Instructions for the task: Write out again the stretch from the row containing "Select each green foliage shown." through the end of the rows, requests included, and shift every coordinate in the answers up by 13.

[Image entries on named regions]
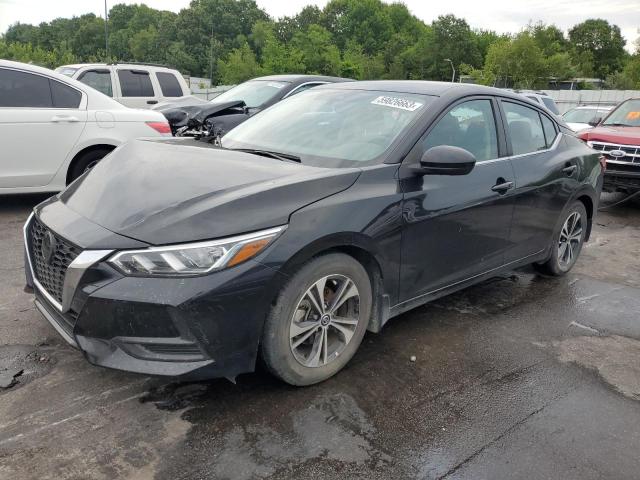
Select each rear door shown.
[400,97,513,302]
[0,68,87,188]
[115,68,160,108]
[500,99,579,262]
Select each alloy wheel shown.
[289,274,360,367]
[558,212,583,270]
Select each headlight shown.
[108,227,284,276]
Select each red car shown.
[579,98,640,193]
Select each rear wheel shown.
[535,202,588,276]
[262,253,372,385]
[68,148,112,183]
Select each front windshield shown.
[562,108,609,123]
[211,80,289,108]
[221,88,433,167]
[602,100,640,127]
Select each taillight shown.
[145,122,171,135]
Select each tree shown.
[292,25,340,75]
[569,19,626,78]
[218,43,260,85]
[429,15,482,80]
[482,31,548,88]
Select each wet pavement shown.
[0,193,640,480]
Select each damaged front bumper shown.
[24,211,279,379]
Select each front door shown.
[400,97,514,302]
[0,68,87,188]
[500,100,579,262]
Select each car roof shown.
[249,74,354,83]
[572,105,613,110]
[0,60,127,109]
[316,80,522,100]
[58,62,177,71]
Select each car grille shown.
[29,216,80,303]
[590,142,640,167]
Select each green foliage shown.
[0,0,640,87]
[482,31,549,88]
[569,19,626,78]
[218,43,260,85]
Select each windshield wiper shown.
[602,122,635,127]
[229,148,302,163]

The completed task:
Select each green foliage shown.
[13,13,653,100]
[495,44,562,101]
[582,32,639,91]
[231,56,273,98]
Select each windshield wiper shown.
[615,135,648,140]
[242,161,315,176]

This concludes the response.